Retype, without alteration, each line from the line containing "the dry stick" to the final line of the records.
ENTRIES PROVIDED START
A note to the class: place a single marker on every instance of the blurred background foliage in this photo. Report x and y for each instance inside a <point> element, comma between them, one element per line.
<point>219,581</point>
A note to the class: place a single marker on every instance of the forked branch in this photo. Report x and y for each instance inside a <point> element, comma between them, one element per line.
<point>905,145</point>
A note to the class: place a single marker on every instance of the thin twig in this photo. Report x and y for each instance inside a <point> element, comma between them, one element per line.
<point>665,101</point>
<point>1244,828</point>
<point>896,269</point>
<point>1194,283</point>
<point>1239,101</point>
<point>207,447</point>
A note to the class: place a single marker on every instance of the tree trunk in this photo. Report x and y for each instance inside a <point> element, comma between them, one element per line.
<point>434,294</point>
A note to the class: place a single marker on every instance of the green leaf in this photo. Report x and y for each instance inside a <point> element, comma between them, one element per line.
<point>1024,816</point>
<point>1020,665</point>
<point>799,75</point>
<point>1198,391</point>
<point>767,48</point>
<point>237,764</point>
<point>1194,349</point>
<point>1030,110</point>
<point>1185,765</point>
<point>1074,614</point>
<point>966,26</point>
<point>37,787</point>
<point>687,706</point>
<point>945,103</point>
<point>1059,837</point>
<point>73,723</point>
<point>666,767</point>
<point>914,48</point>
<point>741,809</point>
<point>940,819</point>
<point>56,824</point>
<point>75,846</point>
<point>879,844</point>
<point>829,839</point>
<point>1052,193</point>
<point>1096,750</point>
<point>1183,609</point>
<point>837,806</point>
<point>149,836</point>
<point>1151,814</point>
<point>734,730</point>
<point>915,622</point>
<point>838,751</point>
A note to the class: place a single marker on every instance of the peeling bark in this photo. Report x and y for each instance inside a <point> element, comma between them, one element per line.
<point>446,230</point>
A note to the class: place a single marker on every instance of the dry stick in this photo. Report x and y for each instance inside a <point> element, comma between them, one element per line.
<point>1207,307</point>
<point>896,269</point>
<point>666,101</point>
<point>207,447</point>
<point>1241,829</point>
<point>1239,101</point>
ENTRIES PROVIDED END
OUTPUT FOR THIS EXERCISE:
A note to the class: place a single marker on every instance of the dry stick in this photo. Report x and y for each instance inside a <point> element, comma between them, one element per line.
<point>1207,307</point>
<point>896,269</point>
<point>666,101</point>
<point>207,447</point>
<point>1241,829</point>
<point>1239,101</point>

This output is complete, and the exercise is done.